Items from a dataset
##########

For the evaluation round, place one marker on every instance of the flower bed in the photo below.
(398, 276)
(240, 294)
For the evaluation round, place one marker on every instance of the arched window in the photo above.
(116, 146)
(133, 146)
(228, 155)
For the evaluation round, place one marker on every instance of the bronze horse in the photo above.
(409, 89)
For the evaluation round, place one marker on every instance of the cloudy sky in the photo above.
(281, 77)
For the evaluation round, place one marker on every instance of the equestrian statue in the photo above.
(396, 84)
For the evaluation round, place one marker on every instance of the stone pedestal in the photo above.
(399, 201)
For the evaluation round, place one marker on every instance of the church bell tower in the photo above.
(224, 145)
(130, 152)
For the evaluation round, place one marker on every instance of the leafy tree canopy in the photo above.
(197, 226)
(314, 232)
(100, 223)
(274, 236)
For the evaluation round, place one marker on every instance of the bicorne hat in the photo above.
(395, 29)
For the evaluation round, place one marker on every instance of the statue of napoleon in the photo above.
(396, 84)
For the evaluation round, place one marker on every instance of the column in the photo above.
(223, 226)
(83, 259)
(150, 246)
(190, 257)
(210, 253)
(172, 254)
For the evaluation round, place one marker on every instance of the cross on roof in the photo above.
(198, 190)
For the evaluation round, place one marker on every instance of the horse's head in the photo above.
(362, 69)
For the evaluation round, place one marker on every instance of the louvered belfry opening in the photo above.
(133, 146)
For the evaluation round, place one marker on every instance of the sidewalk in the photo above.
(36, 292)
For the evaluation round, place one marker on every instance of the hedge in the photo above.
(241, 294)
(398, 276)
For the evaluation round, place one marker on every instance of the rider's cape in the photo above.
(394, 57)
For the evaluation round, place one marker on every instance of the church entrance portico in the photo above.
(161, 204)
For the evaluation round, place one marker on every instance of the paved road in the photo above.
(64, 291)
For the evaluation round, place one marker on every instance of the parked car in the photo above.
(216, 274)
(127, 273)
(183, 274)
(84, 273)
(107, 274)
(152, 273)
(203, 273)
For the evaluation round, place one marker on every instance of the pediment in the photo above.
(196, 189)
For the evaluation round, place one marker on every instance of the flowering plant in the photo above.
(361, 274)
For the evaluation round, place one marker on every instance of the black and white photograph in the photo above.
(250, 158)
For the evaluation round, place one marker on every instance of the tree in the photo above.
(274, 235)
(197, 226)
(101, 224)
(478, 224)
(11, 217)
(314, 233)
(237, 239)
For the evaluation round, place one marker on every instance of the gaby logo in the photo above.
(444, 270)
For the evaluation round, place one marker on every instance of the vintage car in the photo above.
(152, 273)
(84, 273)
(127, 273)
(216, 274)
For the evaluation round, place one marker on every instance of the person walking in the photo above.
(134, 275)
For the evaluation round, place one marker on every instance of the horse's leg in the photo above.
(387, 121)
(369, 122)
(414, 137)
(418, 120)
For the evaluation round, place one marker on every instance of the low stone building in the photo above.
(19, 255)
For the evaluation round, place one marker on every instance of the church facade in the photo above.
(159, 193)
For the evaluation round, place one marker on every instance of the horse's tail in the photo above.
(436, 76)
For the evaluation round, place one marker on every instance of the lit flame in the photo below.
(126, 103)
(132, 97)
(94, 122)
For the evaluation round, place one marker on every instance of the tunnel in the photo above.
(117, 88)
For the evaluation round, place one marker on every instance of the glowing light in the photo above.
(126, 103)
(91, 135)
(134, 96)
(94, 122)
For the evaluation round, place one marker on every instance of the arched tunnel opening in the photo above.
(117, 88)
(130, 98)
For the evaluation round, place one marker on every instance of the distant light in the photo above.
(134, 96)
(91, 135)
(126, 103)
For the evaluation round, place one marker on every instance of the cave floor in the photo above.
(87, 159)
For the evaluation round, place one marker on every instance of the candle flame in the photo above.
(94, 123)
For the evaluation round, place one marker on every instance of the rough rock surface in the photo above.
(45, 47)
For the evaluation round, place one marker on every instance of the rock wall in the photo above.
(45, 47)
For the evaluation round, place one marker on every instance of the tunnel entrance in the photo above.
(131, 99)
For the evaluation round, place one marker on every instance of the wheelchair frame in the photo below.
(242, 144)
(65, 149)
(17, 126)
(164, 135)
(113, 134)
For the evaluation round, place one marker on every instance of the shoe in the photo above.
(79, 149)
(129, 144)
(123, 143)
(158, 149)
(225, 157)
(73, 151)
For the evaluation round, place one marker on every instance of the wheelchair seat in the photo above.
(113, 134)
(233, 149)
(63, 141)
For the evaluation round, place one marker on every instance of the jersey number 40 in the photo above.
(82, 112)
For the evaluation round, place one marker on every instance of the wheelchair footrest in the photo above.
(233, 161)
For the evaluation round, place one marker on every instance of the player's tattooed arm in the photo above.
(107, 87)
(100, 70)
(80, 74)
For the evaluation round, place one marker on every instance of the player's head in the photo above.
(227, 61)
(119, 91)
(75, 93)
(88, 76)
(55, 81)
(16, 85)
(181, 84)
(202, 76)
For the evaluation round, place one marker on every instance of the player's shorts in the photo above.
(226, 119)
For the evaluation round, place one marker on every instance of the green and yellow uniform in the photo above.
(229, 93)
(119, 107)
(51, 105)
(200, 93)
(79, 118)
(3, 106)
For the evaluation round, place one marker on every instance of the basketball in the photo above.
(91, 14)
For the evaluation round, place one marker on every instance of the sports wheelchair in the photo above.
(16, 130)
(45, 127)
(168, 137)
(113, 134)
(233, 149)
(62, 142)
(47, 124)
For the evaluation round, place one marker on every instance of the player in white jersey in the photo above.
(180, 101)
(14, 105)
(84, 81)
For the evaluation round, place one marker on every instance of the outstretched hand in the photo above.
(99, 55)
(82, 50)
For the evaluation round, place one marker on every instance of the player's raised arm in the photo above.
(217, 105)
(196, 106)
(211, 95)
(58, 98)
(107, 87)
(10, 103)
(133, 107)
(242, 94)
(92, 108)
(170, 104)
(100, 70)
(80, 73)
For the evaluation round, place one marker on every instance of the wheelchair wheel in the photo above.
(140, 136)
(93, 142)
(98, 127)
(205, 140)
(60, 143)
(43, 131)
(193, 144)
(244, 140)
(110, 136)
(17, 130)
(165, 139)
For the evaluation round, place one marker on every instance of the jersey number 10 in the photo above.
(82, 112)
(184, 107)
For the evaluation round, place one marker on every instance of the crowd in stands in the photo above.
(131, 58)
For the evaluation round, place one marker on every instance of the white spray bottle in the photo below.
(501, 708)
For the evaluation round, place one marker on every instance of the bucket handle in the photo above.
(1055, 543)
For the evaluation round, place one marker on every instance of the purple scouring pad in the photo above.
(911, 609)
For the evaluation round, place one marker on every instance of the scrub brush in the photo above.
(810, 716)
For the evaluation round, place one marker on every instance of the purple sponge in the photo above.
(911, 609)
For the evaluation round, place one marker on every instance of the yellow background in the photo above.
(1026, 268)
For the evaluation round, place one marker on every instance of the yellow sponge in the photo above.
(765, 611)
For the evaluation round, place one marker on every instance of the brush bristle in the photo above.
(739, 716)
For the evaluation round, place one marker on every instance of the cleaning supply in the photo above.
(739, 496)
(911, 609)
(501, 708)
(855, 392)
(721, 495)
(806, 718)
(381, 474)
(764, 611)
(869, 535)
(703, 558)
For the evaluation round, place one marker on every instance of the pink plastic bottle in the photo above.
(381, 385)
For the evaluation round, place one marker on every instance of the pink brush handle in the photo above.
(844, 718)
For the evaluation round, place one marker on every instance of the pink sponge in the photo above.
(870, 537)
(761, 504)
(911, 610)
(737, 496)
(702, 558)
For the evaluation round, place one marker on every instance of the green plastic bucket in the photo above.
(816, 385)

##########

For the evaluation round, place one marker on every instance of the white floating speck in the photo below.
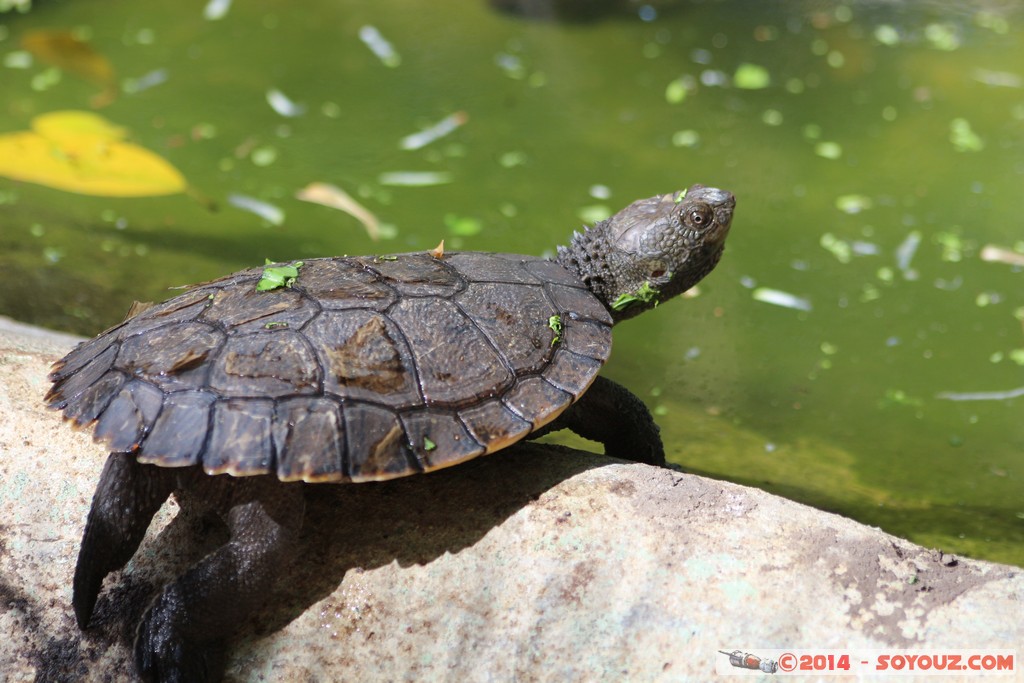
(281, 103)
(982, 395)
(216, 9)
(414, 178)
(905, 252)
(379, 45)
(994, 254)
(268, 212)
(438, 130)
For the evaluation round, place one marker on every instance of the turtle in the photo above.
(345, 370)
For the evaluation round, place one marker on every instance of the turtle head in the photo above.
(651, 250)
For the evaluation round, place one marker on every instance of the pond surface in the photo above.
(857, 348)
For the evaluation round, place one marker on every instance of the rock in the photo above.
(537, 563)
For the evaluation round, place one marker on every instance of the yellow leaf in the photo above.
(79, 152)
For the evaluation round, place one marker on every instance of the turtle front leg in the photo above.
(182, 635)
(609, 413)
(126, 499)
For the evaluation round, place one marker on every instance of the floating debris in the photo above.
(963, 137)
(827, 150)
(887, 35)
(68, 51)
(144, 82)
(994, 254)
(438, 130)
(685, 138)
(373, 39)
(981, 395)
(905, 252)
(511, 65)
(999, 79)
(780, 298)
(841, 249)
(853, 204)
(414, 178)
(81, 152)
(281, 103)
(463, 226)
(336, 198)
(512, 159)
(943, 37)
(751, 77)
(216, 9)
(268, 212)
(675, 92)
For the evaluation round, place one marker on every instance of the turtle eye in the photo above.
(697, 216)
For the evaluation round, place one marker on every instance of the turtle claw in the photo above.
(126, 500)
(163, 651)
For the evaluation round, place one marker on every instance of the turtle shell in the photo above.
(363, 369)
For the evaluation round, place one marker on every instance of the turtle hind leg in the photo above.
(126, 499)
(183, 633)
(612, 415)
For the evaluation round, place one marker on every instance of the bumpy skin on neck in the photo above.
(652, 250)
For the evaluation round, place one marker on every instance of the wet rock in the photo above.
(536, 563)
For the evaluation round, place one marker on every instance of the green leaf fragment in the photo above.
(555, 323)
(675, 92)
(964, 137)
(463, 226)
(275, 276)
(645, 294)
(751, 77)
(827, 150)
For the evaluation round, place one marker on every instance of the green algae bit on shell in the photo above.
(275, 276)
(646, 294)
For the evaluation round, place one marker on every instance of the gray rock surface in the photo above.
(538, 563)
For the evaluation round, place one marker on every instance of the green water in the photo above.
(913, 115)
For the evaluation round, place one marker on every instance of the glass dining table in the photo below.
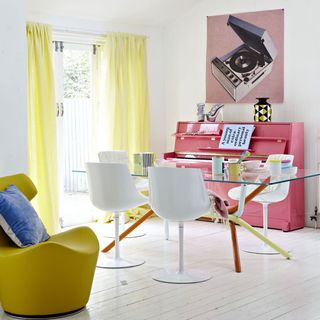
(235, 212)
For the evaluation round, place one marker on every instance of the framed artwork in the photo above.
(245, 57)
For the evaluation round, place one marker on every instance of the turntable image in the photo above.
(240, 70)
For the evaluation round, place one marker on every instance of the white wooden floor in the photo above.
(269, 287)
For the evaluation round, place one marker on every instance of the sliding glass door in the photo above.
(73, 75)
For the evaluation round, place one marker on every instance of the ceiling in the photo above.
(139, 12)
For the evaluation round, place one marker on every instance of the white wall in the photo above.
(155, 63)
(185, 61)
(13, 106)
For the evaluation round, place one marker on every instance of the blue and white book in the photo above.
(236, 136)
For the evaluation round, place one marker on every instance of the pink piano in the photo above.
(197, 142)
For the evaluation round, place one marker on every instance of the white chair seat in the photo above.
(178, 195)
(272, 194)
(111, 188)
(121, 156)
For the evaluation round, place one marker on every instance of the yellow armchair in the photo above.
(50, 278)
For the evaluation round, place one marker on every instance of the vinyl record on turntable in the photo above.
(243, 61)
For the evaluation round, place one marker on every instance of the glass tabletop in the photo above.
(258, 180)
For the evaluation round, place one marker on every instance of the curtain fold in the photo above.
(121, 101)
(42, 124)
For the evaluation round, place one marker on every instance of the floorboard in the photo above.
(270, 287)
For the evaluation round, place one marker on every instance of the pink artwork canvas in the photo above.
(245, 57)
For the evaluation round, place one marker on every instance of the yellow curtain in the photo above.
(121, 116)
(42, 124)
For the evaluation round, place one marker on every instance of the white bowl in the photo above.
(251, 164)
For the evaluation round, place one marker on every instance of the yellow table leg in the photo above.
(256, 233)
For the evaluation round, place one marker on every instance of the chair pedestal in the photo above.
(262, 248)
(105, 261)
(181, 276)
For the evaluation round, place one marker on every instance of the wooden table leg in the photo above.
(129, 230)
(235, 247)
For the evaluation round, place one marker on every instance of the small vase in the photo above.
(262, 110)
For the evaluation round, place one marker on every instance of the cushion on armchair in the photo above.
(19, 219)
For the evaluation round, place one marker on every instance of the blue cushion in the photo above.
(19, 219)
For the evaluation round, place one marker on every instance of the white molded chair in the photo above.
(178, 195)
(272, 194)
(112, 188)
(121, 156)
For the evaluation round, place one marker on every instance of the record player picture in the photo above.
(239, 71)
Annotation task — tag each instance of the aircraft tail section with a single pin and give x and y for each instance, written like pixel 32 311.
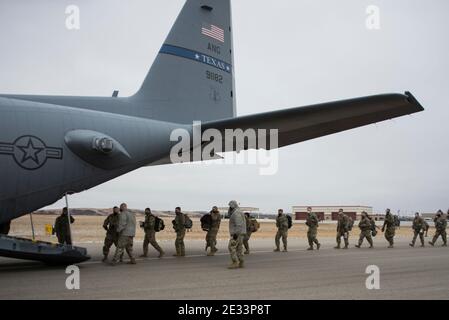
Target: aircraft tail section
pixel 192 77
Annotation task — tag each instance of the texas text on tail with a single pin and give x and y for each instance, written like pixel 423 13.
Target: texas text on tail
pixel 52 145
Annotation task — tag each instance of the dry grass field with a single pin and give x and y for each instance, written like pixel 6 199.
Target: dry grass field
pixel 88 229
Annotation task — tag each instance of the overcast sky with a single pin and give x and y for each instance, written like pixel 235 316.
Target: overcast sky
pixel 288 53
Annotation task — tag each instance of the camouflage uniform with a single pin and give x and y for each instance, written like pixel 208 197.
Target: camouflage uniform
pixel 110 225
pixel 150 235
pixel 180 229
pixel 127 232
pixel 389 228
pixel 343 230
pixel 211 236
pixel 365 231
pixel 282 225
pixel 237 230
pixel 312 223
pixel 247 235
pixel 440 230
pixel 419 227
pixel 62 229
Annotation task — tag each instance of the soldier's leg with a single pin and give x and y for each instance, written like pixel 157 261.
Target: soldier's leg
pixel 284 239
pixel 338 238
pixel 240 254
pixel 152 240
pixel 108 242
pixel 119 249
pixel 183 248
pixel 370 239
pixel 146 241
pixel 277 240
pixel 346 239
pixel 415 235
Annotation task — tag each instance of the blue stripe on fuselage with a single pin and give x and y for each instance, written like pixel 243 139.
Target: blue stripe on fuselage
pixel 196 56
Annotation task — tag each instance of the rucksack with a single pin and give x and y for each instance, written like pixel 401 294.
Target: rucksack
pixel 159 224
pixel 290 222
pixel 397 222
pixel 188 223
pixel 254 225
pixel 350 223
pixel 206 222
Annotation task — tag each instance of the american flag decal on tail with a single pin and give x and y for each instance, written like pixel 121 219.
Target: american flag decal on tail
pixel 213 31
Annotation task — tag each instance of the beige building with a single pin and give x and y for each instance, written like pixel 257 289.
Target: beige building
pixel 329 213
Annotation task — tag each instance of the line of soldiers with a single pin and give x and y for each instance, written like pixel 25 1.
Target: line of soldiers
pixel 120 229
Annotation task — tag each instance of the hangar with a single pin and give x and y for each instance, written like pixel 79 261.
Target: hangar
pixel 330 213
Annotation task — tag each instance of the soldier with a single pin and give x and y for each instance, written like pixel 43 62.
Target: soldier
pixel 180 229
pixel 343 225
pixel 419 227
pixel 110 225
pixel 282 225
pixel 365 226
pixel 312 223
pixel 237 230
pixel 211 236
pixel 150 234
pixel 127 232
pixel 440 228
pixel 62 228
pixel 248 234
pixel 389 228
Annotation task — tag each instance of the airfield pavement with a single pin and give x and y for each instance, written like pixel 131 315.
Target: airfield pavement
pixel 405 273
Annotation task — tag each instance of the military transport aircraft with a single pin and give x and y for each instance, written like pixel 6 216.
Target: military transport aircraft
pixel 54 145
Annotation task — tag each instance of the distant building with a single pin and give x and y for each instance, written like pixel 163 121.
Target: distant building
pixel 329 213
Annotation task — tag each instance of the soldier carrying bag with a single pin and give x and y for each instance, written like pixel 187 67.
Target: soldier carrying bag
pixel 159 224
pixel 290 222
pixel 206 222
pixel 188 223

##########

REQUEST ▸ Repeat the records above word for word, beginning at the line that contains "Annotation task — tag each instance of the line" and stopping after the line that contains "pixel 120 229".

TASK RESULT ▸
Annotation task — tag each instance of the line of soldiers with a single pin and give x and y for each instance, written like pixel 25 1.
Target: line of soldiers
pixel 120 229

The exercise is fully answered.